Passage to read:
:::

On that note, I would point out that all the voices in the chapters, despite their differences, collectively and coherently declare the same ideal: the dire necessity of a new left that looks beyond the dictates of neoliberalism and reformism while understanding the complexity of strategy. The dynamics of these European regions move in an ‘uneven and combined development’, to use Trotsky’s phrase, such that each conjuncture demand different strategies. Italy may have had one of the most powerful alignments of left forces, and Iceland, as its author bemoans, has “no left-wing success story […] just the dire need for a left alternative” (63). By concisely detailing the state of left politics up to this point in a selection of European countries, Europe in Revolt may be an even more welcome publication than another Marxist theoretical diagnosis today. As Principe puts it in the introduction, the goal is clear – “to continue the fight for a world without exploitation and oppression,” and now is a good time to “think strategically about how we accomplish that lofty goal” (7).

:::

Provided material:
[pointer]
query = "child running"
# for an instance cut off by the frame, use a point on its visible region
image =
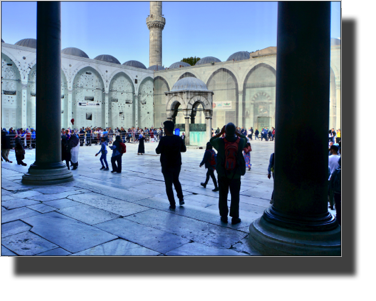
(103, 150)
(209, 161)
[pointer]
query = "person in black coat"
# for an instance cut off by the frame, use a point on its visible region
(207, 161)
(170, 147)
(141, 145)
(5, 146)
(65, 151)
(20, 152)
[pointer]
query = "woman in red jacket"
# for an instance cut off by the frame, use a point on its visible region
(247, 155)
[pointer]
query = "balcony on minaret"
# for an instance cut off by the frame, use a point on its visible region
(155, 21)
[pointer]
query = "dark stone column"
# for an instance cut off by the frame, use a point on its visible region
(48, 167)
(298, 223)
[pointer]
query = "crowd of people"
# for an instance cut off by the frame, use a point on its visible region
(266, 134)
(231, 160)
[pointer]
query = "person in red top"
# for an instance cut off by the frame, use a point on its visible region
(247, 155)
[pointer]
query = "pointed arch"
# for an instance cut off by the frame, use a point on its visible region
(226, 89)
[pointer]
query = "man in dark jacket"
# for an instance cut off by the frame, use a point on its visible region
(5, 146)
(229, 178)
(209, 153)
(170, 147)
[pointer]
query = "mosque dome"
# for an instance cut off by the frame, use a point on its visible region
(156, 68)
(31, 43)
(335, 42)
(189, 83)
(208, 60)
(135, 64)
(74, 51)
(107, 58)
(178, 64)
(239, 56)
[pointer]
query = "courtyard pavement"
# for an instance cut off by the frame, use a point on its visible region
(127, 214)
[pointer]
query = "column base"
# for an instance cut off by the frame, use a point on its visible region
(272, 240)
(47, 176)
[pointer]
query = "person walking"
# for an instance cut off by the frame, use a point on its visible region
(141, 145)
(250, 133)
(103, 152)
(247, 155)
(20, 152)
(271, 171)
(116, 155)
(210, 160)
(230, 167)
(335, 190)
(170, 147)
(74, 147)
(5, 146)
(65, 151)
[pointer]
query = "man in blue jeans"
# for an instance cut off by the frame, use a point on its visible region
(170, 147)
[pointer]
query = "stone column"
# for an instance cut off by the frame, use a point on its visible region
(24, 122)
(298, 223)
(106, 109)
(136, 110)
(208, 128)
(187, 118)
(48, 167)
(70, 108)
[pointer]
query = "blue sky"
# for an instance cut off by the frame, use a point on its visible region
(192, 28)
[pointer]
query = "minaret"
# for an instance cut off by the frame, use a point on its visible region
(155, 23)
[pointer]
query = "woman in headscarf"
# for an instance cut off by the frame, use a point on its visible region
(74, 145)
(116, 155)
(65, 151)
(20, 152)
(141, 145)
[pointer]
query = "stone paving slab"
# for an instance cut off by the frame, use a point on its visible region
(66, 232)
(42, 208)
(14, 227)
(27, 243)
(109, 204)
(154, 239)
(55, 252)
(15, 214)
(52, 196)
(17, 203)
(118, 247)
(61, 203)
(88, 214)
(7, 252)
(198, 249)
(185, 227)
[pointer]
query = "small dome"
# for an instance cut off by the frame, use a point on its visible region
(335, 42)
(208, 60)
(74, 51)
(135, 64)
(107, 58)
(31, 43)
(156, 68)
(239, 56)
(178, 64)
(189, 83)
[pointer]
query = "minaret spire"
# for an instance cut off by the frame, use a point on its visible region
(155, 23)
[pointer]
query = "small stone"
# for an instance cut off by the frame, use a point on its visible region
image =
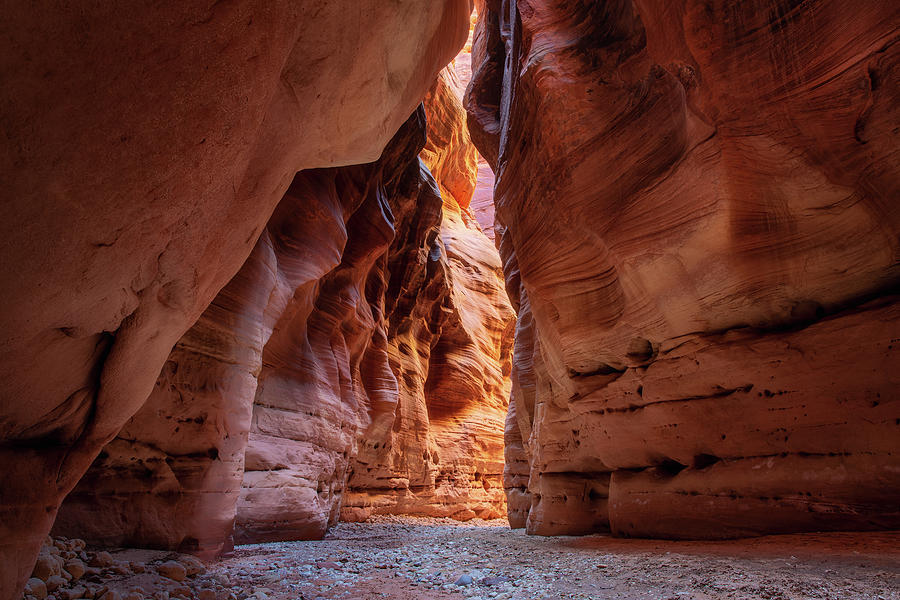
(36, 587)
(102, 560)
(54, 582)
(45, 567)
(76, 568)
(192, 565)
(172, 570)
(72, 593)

:::

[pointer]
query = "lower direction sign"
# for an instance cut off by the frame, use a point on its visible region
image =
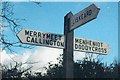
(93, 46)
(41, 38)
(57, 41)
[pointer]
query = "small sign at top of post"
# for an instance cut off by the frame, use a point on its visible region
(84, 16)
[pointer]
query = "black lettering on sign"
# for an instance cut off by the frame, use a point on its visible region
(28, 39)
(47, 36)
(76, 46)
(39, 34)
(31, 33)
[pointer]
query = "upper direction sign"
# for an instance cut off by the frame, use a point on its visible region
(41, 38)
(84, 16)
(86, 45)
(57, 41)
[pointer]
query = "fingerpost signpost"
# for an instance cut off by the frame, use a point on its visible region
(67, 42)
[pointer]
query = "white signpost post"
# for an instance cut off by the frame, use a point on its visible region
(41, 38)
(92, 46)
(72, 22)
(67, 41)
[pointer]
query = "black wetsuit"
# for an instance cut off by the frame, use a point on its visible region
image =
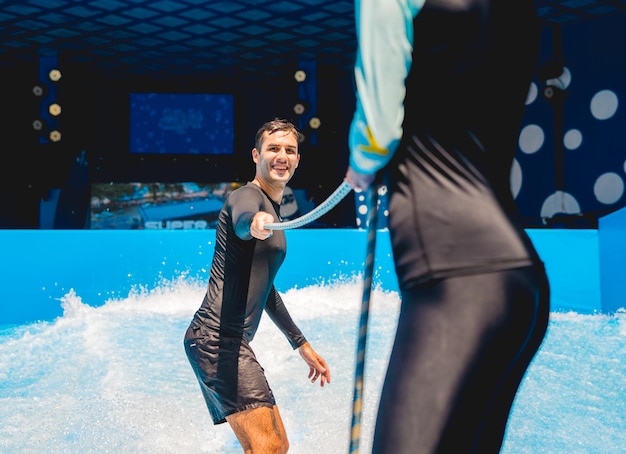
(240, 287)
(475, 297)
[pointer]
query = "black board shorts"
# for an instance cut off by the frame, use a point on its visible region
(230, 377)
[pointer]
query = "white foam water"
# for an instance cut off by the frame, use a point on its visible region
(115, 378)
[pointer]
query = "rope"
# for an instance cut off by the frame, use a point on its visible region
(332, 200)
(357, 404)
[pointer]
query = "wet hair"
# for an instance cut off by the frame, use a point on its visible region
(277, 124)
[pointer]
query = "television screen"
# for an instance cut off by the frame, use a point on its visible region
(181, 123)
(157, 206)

:::

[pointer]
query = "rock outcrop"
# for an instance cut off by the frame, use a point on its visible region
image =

:::

What the exercise asks:
Could you copy out, word for word, the full passage on the book Europe in Revolt and the need for a new European left?

Problem solution:
On that note, I would point out that all the voices in the chapters, despite their differences, collectively and coherently declare the same ideal: the dire necessity of a new left that looks beyond the dictates of neoliberalism and reformism while understanding the complexity of strategy. The dynamics of these European regions move in an ‘uneven and combined development’, to use Trotsky’s phrase, such that each conjuncture demand different strategies. Italy may have had one of the most powerful alignments of left forces, and Iceland, as its author bemoans, has “no left-wing success story […] just the dire need for a left alternative” (63). By concisely detailing the state of left politics up to this point in a selection of European countries, Europe in Revolt may be an even more welcome publication than another Marxist theoretical diagnosis today. As Principe puts it in the introduction, the goal is clear – “to continue the fight for a world without exploitation and oppression,” and now is a good time to “think strategically about how we accomplish that lofty goal” (7).